SELECTED EXCERPT -
Resets stats collected so far.

close()

Close the stream

getAggregationMonthsAndSeconds()

Returns the aggregation period of the record stream as a dict containing ‘months’ and ‘seconds’. The months is always an integer and seconds is a floating point. Only one is allowed to be non-zero at a time.

Will return the aggregation period from this call. This call is used by the nupic.data.record_stream.RecordStream.getNextRecordDict() method to assign a record number to a record given its timestamp and the aggregation interval.

Returns:aggregationPeriod (as a dict) where:
  • months: number of months in aggregation period
  • seconds: number of seconds in aggregation period (as a float)
getBookmark()
Returns:a bookmark to the current position
getDataRowCount()

Iterates through stream to calculate total records after aggregation. This will alter the bookmark state.

getError()
Returns:errors saved in the stream.
getFieldNames()

Returns all fields in all inputs (list of plain names).

Note

currently, only one input is supported

getFields()
Returns:a sequence of nupic.data.fieldmeta.FieldMetaInfo for each field in the stream.
getNextRecord()

Returns combined data from all sources (values only).

Returns:None on EOF; empty sequence on timeout.
getNextRecordIdx()
Returns:the index of the record that will be read next from getNextRecord().
getStats()

TODO: This method needs to be enhanced to get the stats on the aggregated records.

Returns:stats (like min and max values of the fields).
isCompleted()
Returns:True if all records have been read.
recordsExistAfter(bookmark)
Returns:True if there are records left after the bookmark.
setCompleted(completed=True)

Marks the stream completed (True or False)

Parameters:completed – (bool) is completed or not
setError(error)

Saves specified error in the stream.

Parameters:error – to save
setTimeout(timeout)

Set the read timeout.

Parameters:timeout – (float or int) timeout length

Stream Definition

See an example at Stream Definition.

Utilities

Collection of utilities to process input data

nupic.data.utils.DATETIME_FORMATS = ('%Y-%m-%d %H:%M:%S.%f', '%Y-%m-%d %H:%M:%S:%f', '%Y-%m-%d %H:%M:%S', '%Y-%m-%d %H:%M', '%Y-%m-%d', '%m/%d/%Y %H:%M', '%m/%d/%y %H:%M', '%Y-%m-%dT%H:%M:%S.%fZ', '%Y-%m-%dT%H:%M:%SZ', '%Y-%m-%dT%H:%M:%S')

These are the supported timestamp formats to parse. The first is the format used by NuPIC when serializing datetimes.

nupic.data.utils.escape(s)

Escape commas, tabs, newlines and dashes in a string

Commas are encoded as tabs.

Parameters:s – (string) to escape
Returns:(string) escaped string
nupic.data.utils.floatOrNone(f)

Tries to convert input to a float input or returns None.

Parameters:f – (object) thing to convert to a float
Returns:(float or None)
nupic.data.utils.intOrNone(i)

Tries to convert input to a int input or returns None.

CHALLENGE A -
Answer from the NuPIC data excerpt:
(i) What does getNextRecord() return on EOF?
(ii) What are commas encoded as by nupic.data.utils.escape(s)?
(iii) Which timestamp format does NuPIC use when serializing datetimes?
The rows have no connection to the NuPIC data excerpt.

DATA TO PROCESS -

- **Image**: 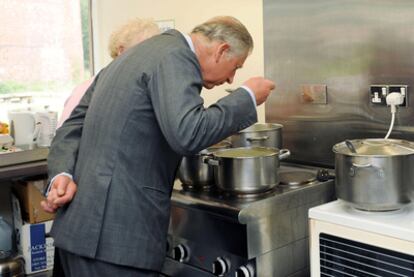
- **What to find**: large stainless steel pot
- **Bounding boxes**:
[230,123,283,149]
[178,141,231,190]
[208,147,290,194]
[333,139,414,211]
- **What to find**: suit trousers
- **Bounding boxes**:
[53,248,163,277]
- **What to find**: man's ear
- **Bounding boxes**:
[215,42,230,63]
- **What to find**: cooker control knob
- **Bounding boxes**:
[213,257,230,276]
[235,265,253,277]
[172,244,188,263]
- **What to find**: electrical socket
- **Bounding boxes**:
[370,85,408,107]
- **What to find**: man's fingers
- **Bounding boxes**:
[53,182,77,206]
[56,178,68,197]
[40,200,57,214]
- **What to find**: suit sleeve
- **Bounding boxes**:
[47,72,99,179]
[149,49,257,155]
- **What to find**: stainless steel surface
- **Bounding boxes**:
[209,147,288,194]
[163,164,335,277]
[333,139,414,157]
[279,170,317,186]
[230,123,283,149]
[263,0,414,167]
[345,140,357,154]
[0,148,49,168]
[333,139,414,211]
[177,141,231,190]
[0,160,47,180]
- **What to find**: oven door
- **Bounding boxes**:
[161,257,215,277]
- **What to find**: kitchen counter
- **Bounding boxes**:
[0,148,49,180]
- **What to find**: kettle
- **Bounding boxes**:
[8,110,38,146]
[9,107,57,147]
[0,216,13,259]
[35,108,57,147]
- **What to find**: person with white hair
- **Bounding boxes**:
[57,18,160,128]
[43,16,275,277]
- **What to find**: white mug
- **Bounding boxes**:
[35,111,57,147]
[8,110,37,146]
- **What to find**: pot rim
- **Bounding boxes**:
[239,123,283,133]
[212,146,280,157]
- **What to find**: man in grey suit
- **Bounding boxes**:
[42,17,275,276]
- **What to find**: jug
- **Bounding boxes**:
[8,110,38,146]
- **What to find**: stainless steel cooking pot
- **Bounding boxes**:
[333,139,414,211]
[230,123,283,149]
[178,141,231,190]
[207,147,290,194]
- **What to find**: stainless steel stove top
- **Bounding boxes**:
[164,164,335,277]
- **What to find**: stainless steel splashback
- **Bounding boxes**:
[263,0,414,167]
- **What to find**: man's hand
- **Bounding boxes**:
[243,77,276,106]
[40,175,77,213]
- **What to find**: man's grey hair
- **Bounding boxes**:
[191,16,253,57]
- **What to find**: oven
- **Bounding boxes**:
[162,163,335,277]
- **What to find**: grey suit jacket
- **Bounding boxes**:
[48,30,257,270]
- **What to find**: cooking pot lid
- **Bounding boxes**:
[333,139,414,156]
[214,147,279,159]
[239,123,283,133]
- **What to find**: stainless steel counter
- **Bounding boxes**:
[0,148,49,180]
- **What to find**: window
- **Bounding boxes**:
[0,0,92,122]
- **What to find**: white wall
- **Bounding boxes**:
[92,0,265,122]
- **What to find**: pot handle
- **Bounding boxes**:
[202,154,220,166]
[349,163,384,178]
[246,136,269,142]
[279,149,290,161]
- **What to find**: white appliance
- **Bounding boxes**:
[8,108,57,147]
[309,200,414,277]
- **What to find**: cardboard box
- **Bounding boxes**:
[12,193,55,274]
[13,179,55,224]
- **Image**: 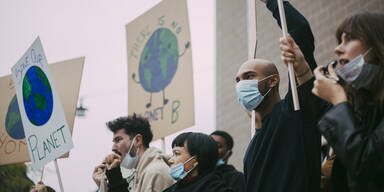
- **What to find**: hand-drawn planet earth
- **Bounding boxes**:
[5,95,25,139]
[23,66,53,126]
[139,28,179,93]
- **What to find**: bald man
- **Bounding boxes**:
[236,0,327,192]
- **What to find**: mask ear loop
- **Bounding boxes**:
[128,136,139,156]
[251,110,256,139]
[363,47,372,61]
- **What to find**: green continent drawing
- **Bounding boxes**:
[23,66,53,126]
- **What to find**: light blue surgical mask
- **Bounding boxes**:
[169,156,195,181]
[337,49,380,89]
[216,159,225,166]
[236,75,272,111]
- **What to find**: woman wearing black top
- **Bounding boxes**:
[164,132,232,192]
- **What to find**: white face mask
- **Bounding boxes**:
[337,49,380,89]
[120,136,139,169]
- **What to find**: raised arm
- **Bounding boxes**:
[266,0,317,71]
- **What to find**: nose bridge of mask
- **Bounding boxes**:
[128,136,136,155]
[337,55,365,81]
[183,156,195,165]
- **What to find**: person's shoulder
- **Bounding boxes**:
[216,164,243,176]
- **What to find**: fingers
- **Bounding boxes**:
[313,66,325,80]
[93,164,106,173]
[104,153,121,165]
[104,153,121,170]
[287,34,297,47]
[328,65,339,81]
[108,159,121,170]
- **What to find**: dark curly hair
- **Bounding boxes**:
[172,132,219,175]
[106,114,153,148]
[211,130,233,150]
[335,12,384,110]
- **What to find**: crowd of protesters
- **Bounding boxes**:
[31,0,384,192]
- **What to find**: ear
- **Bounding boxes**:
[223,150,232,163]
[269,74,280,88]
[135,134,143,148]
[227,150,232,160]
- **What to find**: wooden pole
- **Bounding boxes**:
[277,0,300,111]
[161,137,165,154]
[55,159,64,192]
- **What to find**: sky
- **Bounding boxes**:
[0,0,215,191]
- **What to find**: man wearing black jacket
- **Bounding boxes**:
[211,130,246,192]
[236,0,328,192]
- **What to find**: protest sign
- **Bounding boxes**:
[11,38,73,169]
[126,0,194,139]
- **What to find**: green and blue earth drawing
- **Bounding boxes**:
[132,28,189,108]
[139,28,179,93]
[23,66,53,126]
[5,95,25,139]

==

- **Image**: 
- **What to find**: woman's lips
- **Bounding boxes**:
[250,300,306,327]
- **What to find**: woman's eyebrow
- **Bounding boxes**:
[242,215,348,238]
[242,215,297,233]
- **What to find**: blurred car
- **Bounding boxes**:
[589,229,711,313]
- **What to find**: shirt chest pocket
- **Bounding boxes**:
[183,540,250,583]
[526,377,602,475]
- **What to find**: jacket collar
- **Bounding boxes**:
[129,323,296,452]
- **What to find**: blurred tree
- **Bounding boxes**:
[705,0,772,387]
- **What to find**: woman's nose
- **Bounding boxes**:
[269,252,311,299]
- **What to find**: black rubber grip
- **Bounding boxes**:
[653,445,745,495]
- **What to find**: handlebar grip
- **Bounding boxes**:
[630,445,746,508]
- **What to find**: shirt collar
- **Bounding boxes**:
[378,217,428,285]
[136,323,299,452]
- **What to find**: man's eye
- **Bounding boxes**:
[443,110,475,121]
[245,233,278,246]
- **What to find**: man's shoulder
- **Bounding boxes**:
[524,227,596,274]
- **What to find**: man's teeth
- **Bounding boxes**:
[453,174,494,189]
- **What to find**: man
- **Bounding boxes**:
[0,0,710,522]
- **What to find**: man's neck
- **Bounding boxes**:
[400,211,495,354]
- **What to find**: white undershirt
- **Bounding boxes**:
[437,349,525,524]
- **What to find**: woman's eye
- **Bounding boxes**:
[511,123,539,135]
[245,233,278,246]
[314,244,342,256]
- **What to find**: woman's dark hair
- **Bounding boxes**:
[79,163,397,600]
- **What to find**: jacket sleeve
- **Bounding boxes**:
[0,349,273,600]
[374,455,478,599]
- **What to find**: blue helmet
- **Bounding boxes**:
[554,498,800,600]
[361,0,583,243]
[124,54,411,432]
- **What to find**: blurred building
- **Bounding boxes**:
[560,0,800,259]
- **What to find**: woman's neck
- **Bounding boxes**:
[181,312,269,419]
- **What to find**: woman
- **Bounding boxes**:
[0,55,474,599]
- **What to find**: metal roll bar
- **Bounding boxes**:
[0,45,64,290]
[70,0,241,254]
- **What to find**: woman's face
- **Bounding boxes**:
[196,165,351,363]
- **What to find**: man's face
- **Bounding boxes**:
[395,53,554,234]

CHALLENGE B - In the rows, edit the lines starting at the line that has "- **What to find**: jacket collar" and stopping after the line that has "[560,0,800,259]", replacing "blue helmet" with "red helmet". Return only those lines, with everything else left as is.

ANSWER A -
(i) None
(ii) Tabs
(iii) '%Y-%m-%d %H:%M:%S.%f'

ANSWER B -
- **What to find**: jacket collar
- **Bounding boxes**:
[129,323,296,452]
- **What to find**: blurred tree
- **Bounding boxes**:
[705,0,772,387]
- **What to find**: woman's nose
- **Bounding boxes**:
[269,252,311,299]
- **What to find**: black rubber grip
- **Bounding boxes**:
[653,445,745,495]
- **What to find**: handlebar grip
- **Bounding boxes**:
[630,445,746,508]
- **What to find**: shirt collar
- **Bounding boxes**:
[378,217,428,285]
[136,323,299,452]
- **What to find**: man's eye
- **Bounding boxes**:
[443,110,475,121]
[245,233,278,246]
- **What to find**: man's shoulder
- **Bounding boxes**:
[524,227,596,274]
- **What to find**: man's teeth
- **Bounding boxes**:
[453,174,494,189]
- **What to find**: man
- **Bounding boxes**:
[0,0,710,522]
- **What to find**: man's neck
- **Bounding boxes**:
[400,211,495,354]
- **What to find**: white undershirt
- **Bounding boxes**:
[437,349,525,524]
- **What to find**: woman's eye
- **Bounding boxes**:
[511,123,539,135]
[245,233,278,246]
[314,244,342,256]
- **What to find**: woman's dark hair
- **Bounding boxes**:
[79,163,397,600]
- **What to find**: jacket sleeve
- **Bounding boxes**:
[0,349,273,600]
[374,455,478,599]
- **What to find**: red helmet
- **Bounding boxes**:
[554,498,800,600]
[361,0,583,243]
[124,54,411,432]
- **What to find**: blurred building
- **Bounding boxes**:
[560,0,800,259]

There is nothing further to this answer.